• [Given text]:
+---+
When I was eight, I was sent to live with my aunt in Secunderabad since the climate in Bombay didn’t suit me. Her late husband had been the manager of two cinema theatres, the Odeon and Dreamland, and she had become an inveterate Hindi film buff. During the first week of my stay, she took me to see a weepy called Dillagi, which demanded a kerchief the size of a bedsheet. I was bored out of my skull and forced my aunt to take me to the toilet nine times. She was a slow learner, and the next time she took me to another drippy movie, I broke all previous records for infantile prostate problems and went to the toilet 11 times. When we got back home that night, she cut my thingumabob off and sent me back to Bombay. But the damage was done. I became an incurable film fiend.
+---+
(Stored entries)
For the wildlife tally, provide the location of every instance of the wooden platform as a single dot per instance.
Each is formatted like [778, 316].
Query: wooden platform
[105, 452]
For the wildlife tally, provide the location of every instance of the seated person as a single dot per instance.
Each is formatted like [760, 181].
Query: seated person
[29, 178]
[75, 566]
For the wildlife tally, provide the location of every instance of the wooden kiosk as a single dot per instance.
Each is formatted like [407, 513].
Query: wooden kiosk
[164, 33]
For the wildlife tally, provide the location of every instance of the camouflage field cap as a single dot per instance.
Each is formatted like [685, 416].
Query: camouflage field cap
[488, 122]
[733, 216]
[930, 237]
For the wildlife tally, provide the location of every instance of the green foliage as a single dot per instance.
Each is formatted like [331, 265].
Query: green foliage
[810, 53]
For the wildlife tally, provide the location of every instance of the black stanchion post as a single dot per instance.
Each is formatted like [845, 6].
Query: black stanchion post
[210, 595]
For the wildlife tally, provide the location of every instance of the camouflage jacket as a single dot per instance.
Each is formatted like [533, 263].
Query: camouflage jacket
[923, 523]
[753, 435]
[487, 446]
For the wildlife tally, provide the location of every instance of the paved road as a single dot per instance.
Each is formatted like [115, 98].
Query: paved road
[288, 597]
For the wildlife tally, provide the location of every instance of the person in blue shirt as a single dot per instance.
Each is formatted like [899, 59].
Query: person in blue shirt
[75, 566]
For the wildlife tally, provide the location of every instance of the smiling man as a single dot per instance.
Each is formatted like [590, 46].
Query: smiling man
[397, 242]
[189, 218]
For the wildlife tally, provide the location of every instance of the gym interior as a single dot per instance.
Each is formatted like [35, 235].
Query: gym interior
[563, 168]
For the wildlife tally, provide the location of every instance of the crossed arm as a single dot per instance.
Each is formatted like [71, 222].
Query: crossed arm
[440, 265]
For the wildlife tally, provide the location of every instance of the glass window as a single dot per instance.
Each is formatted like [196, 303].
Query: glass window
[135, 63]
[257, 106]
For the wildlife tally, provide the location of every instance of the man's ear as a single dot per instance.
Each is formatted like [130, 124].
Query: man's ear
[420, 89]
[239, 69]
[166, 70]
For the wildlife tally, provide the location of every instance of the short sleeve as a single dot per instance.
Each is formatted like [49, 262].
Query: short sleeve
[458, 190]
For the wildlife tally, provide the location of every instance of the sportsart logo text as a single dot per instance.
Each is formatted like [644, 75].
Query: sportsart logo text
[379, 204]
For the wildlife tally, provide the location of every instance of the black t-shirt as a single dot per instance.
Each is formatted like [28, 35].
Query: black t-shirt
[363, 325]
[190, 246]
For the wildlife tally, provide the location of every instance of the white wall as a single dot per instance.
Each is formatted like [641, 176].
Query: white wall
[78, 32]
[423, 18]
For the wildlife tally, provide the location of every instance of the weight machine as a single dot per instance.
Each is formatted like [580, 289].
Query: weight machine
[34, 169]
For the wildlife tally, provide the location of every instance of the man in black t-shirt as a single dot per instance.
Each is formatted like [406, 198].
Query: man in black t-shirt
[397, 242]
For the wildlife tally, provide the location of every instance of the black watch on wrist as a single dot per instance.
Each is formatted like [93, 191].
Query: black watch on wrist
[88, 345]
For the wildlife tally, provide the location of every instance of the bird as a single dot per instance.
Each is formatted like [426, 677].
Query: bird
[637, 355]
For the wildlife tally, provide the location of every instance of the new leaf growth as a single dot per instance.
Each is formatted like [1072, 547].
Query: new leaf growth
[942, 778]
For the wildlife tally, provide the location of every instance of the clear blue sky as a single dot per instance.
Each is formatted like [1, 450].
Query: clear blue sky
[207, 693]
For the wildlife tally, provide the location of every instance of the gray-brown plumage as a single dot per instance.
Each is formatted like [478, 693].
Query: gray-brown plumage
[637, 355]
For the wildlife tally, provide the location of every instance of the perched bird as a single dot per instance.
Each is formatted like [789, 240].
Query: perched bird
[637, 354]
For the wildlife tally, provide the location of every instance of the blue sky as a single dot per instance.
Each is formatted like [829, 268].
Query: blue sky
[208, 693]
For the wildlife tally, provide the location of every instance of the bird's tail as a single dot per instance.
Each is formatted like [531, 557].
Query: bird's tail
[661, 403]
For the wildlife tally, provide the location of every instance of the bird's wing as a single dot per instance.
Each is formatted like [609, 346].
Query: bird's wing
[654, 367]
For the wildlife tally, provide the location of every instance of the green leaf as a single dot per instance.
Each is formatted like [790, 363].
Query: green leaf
+---+
Answer these questions about the passage on the aunt in Secunderabad:
(a) Why was the narrator sent away from Bombay at age eight?
(b) What were the names of the two cinema theatres her late husband managed?
(c) How many times did the narrator go to the toilet during the second movie?

(a) The climate in Bombay didn't suit the narrator.
(b) The Odeon and Dreamland.
(c) 11 times.